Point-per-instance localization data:
..............................
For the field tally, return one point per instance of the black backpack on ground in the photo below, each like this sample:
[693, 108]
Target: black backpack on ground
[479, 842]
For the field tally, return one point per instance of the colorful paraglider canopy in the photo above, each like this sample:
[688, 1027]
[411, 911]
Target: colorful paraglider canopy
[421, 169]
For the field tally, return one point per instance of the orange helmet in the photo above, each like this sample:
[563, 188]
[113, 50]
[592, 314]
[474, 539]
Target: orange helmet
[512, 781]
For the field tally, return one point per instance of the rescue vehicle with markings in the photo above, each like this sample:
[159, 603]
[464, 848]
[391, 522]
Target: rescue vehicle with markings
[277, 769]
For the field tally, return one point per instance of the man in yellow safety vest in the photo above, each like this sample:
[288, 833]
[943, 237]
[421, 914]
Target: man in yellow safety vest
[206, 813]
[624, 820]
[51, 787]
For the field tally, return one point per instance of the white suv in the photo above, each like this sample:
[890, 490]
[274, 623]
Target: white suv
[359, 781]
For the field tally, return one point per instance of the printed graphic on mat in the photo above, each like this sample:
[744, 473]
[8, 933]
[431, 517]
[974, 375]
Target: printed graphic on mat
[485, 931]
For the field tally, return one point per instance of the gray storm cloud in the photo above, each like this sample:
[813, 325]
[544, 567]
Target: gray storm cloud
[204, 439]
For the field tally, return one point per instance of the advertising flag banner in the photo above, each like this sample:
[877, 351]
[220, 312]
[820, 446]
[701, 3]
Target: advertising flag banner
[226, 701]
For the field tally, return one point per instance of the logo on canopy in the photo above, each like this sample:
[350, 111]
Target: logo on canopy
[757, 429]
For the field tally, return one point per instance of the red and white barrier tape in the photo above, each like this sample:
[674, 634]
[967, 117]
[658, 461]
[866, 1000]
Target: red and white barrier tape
..............................
Brief: Print the records once more, exactly as they were given.

Task response:
For the field tally, return one point per instance of the black backpack on ground in the photo below, each like this sample:
[693, 108]
Target: black backpack on ground
[479, 842]
For the field tally, return one point per instance of the colorful paraglider canopy in the photo above, each like this sample:
[688, 1027]
[411, 911]
Target: colorful paraglider canopy
[421, 169]
For the field tally, return one point per instance of the orange helmet in the photo above, each like this sample:
[563, 188]
[113, 50]
[592, 314]
[474, 539]
Target: orange helmet
[512, 781]
For the field tally, return one point per instance of the rescue vehicle with markings in the photo above, each like this sample:
[159, 603]
[464, 848]
[391, 522]
Target: rescue vehicle with markings
[277, 769]
For the field tally, return one point per instance of the man in yellow safety vest in the photo above, each like this sample:
[288, 833]
[943, 237]
[421, 914]
Target: man in yellow safety vest
[206, 813]
[624, 820]
[51, 787]
For the field tally, return one point per instance of the white suv in the photo above, each like this sample:
[890, 490]
[274, 623]
Target: white suv
[359, 781]
For the field tally, return one point per instance of the printed graphic on mat in the photo above, each like this sample:
[744, 473]
[8, 933]
[431, 517]
[974, 375]
Target: printed graphic on mat
[485, 931]
For the field tally, return one point per instance of the gray storm cloud in the photo above, each like this sample:
[813, 325]
[544, 567]
Target: gray storm cloud
[204, 439]
For the field tally, return one point per instance of the advertising flag banner in the photo above, each like this sample:
[877, 351]
[220, 312]
[820, 446]
[701, 3]
Target: advertising flag banner
[226, 701]
For the field tally, return one point per instance of the logo on canopy in the photo above, each like this sample:
[350, 111]
Target: logo on canopy
[757, 429]
For the field tally, return one point per instance of the red and white barrier tape in the photo above, each like this sample:
[674, 634]
[967, 117]
[658, 461]
[866, 1000]
Target: red and white barrier tape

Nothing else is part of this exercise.